[Data entries]
BEGIN
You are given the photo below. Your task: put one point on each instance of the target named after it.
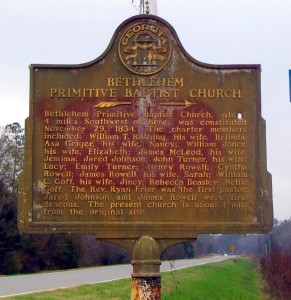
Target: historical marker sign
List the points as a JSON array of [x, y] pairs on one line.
[[145, 140]]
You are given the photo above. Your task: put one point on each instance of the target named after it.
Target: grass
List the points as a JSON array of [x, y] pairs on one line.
[[234, 279]]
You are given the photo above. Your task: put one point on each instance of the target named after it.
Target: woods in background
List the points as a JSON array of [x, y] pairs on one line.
[[24, 253]]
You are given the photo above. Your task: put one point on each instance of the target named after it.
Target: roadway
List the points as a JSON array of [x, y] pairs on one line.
END
Copy the lines above word for word, leaving out the pictures.

You are given the photo below. Your task: put one point on each instance of the target named after it.
Target: historical marker sign
List the points as a JSON array of [x, y] pairs on one line.
[[145, 140]]
You are given the photo above. Your task: put one point on each instance of the target named after it.
Target: grass
List the points as a JSON array of [x, y] pairs on one line.
[[234, 279]]
You are given the photo above. Your task: put one point on each instance of the target named after it.
Target: woods in background
List the points as a JSON array of [x, y] pairs on one line.
[[24, 253]]
You are given the photo above. Your task: put one point on each instance of the target named after it.
Target: roadway
List the points as a JSON array of [x, y] pairs on one line.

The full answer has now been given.